» TEXTO PROPORCIONADO:
▼

17    ZAMBRANO, M., en el artículo “Amo mi exilio”, aparecido en el ABC, 28 de agosto de 1989, pág. 3.

Gabriel Martí Andrés

La justicia, la fortaleza, la templanza y sus virtudes derivadas.

Pero los hábitos intelectuales, como sugerimos antes, solo son realmente virtudes si se ordenan al buen ejercicio de la voluntad y, con ello, a las virtudes morales [78]. Nos centraremos en la templanza, la fortaleza y la justicia que, junto con la prudencia, constituyen las cuatro virtudes cardinales, a las que todas las demás remiten en última instancia y que «reivindican para sí aquello que pertenece comúnmente a todas las virtudes» [79]. La justicia es la virtud cardinal de la voluntad, que radica en ella como en su sujeto; la fortaleza, la del apetito irascible; la templanza, la del apetito concupiscible; y la prudencia, como hemos visto, la del entendimiento en su conexión con la voluntad.

▲

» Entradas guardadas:

▼

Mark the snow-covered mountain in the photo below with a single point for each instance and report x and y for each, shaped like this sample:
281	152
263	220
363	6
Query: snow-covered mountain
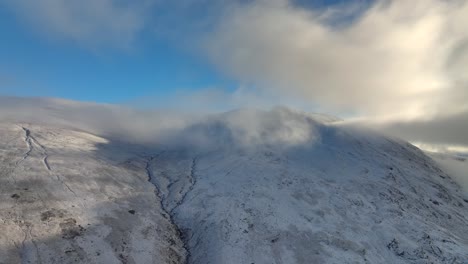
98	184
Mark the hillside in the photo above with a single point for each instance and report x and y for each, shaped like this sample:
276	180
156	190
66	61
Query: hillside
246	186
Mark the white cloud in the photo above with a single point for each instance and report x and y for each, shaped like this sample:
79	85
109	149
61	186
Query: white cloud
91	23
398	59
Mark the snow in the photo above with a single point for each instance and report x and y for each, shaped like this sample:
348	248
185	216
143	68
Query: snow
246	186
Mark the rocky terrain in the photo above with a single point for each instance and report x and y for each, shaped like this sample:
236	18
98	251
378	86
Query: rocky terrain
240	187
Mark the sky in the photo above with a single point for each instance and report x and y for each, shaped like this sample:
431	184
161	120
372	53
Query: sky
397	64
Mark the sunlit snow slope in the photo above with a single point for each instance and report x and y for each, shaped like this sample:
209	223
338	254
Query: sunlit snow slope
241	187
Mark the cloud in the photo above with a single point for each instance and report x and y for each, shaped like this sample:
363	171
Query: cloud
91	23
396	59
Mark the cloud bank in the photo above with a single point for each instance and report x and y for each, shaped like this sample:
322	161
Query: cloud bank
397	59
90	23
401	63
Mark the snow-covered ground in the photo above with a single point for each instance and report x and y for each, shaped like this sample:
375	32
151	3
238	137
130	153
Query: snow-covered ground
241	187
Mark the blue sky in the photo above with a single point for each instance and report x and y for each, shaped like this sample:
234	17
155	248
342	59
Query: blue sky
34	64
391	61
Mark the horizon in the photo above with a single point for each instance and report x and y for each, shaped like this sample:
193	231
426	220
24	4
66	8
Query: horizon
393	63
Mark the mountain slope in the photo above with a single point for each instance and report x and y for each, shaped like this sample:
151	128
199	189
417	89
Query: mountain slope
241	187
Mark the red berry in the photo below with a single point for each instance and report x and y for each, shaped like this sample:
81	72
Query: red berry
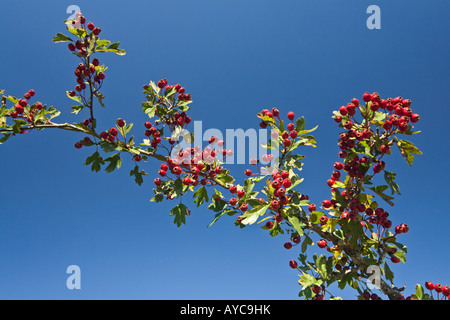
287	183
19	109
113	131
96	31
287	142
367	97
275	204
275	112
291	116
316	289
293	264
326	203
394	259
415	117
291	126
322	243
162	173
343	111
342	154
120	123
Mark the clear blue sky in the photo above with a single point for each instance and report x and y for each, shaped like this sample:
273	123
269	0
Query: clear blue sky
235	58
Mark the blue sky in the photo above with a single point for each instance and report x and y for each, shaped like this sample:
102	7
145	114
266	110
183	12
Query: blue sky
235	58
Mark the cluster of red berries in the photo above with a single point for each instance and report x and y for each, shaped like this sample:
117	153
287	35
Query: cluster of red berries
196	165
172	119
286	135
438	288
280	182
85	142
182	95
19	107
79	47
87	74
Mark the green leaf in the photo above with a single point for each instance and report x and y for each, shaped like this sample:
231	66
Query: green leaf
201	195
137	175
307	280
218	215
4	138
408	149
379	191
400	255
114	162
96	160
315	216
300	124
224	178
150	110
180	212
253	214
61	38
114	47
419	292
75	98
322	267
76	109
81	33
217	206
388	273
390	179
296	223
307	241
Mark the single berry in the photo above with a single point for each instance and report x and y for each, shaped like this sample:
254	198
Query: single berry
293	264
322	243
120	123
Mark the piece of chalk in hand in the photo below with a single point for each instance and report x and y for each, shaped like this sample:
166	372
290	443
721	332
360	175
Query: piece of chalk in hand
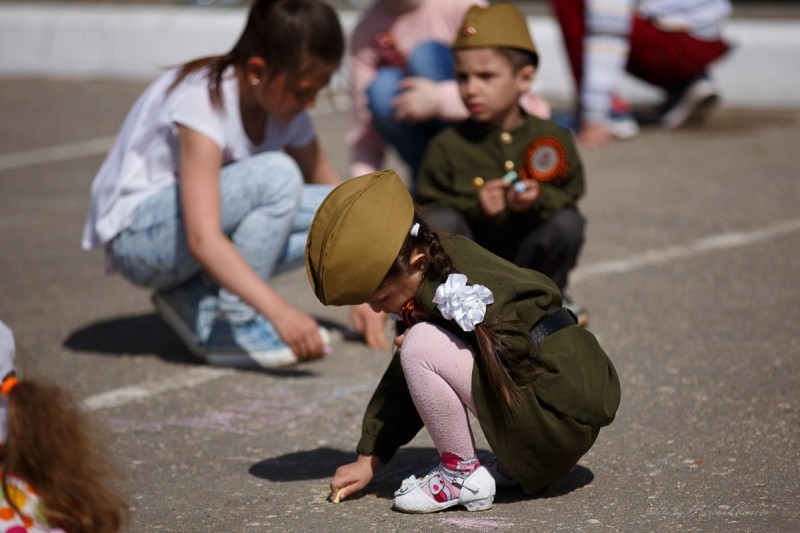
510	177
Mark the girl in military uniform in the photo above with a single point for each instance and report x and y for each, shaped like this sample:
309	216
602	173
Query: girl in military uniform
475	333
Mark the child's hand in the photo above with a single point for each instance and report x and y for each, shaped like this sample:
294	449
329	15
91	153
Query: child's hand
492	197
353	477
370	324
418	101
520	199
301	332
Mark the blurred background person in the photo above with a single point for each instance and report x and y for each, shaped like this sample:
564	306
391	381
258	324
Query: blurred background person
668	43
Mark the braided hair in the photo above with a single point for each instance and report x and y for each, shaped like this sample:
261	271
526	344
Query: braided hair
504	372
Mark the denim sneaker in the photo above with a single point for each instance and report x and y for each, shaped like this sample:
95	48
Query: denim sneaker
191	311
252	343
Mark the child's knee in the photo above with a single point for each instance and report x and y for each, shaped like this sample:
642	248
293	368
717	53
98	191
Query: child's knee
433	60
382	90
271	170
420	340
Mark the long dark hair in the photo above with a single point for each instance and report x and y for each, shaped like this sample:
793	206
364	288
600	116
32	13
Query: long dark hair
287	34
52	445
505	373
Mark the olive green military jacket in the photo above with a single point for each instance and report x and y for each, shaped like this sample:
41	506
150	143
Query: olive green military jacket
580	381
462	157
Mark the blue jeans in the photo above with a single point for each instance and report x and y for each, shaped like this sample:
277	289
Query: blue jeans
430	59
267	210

▲

» ENUNCIADO 1: Reproduce sin cambios el pasaje del texto sobre las virtudes cardinales que comienza con "La justicia, la" y sigue hasta "con la voluntad.".
» ENUNCIADO 2:
Responde a partir del texto sobre las virtudes cardinales:
(a) ¿En qué periódico apareció el artículo «Amo mi exilio»?
(b) ¿Con qué condición son realmente virtudes los hábitos intelectuales?
(c) ¿Cuál es la virtud cardinal del apetito irascible?
Las filas son un material aparte del texto.

» SOLUCIÓN DESARROLLADA 1:
La justicia, la fortaleza, la templanza y sus virtudes derivadas.

Pero los hábitos intelectuales, como sugerimos antes, solo son realmente virtudes si se ordenan al buen ejercicio de la voluntad y, con ello, a las virtudes morales [78]. Nos centraremos en la templanza, la fortaleza y la justicia que, junto con la prudencia, constituyen las cuatro virtudes cardinales, a las que todas las demás remiten en última instancia y que «reivindican para sí aquello que pertenece comúnmente a todas las virtudes» [79]. La justicia es la virtud cardinal de la voluntad, que radica en ella como en su sujeto; la fortaleza, la del apetito irascible; la templanza, la del apetito concupiscible; y la prudencia, como hemos visto, la del entendimiento en su conexión con la voluntad.

» SOLUCIÓN DESARROLLADA 2:
(a) En el ABC.
(b) Si se ordenan al buen ejercicio de la voluntad y, con ello, a las virtudes morales.
(c) La fortaleza.